**EXCERPTED PASSAGE:**

= = =

Shoulders high, eyes wide, Regina strained to obey, fighting tears of panic, her mouth a tiny O sucking air.

Watching from across the room, I inhaled for her and held it. It didn’t help.

“You have to breathe,” my mother repeated, kneeling in front of her five-year-old, the crack in her voice belying her intentional calm as we waited for help to arrive.

Unforgettable and traumatizing, it was only the first of many such asthma attacks my sister would experience over the next decade or more, the beginning of a new, albeit temporary, way of life for her, one that involved medicine, a lot of medicine.

Half the size of her scrawny little throat, the capsules prescribed by Regina’s pulmonologist were intimidating to look at and, apparently, impossible for her to swallow, so my mother came up with a plan. Every morning after breakfast, she broke one of the giant capsules over a heaping spoonful of grape jelly and mixed the granules that fell out down into the sugary blob.

Nasty!

Thankfully, Regina didn’t think so and swallowed every spoonful of gritty-grape goop my mother gave her without thought or hesitation.

It’s not always easy to get people to swallow what’s good for them. Maybe that’s why so many well intentioned, grounded Christians who truly want to see people come to saving faith in Jesus Christ have taken to drowning sound biblical doctrine in goop—sugar-sweet words that smack of humanism, but go down easy—until the Gospel is barely discernible, if present at all.

I’m sure these brothers and sisters of mine mean well, but their methods are flawed and, in the end, counterproductive and dangerous.

You see, the Gospel is “God’s power of salvation to everyone who believes” (Rom. 1:16). To cover it up or leave part of it out just because you don’t think the person you are talking to will like the taste or texture of God’s absolute truth is to deny them the spiritual healing they so desperately need.

= = =

**SUPPLIED DATA:**
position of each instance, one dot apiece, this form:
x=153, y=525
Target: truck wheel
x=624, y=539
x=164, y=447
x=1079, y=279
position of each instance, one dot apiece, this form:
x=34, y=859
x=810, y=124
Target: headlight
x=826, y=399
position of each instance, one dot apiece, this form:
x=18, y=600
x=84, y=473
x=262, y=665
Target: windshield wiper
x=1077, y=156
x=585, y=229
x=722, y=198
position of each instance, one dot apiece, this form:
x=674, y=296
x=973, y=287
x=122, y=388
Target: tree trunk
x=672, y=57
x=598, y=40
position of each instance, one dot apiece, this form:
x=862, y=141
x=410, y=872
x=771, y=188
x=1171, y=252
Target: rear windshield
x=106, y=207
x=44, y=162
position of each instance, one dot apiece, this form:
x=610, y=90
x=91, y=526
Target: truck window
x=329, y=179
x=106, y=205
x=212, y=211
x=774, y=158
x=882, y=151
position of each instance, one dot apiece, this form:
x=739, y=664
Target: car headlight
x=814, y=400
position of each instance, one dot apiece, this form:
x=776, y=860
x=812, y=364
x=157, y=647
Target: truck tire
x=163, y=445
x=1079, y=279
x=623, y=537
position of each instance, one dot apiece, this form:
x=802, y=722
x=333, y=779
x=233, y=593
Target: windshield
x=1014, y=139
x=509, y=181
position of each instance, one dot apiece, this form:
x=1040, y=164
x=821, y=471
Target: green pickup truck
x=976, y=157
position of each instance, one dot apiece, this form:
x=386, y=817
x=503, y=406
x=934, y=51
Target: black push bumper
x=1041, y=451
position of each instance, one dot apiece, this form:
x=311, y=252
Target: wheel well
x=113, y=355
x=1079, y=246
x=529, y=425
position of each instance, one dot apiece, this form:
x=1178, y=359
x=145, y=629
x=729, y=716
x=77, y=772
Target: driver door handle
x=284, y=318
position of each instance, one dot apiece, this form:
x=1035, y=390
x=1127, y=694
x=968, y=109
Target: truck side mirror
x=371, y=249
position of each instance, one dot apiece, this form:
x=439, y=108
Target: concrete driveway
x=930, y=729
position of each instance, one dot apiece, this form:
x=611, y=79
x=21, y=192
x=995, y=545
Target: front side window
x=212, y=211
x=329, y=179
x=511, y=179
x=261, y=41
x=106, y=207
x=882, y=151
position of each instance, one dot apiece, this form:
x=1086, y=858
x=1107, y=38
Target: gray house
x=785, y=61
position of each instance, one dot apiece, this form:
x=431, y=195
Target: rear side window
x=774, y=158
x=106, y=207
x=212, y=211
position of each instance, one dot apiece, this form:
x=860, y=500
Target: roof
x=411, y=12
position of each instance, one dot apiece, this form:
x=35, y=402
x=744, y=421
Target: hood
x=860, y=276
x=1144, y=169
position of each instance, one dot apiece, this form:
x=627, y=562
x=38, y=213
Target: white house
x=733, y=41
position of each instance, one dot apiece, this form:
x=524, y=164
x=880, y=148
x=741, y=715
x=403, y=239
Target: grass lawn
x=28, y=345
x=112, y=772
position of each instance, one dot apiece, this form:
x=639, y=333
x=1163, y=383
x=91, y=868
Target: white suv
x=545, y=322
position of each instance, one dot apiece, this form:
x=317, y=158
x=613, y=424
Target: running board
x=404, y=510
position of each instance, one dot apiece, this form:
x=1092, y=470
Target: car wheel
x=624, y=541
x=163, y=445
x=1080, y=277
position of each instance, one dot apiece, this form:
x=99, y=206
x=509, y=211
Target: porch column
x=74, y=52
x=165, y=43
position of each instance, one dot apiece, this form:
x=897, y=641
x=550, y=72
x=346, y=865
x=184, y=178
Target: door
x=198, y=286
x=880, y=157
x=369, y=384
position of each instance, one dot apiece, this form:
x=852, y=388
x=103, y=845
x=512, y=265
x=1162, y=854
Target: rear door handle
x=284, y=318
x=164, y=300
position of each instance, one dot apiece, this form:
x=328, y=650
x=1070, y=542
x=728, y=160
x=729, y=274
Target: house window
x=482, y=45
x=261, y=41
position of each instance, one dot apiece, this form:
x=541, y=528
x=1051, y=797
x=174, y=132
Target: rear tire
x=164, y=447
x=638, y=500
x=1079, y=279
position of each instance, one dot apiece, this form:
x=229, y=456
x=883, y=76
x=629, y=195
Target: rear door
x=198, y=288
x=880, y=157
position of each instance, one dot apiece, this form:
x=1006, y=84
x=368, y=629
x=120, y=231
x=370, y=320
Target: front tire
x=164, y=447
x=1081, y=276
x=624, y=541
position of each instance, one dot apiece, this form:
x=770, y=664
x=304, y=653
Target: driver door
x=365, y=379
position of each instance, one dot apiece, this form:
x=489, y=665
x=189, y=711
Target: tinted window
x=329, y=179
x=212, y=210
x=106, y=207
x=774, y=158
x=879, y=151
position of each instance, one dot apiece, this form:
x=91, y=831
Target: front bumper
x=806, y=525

= = =

**ACTIONS TO TAKE:**
**A.** Extract the stretch of the excerpted passage from "Half the size" through "the sugary blob.".
**B.** In the excerpted passage, into what did the mother mix the granules from the broken capsule each morning?

**ANSWER SECTION:**
**A.**
Half the size of her scrawny little throat, the capsules prescribed by Regina’s pulmonologist were intimidating to look at and, apparently, impossible for her to swallow, so my mother came up with a plan. Every morning after breakfast, she broke one of the giant capsules over a heaping spoonful of grape jelly and mixed the granules that fell out down into the sugary blob.

**B.** A heaping spoonful of grape jelly.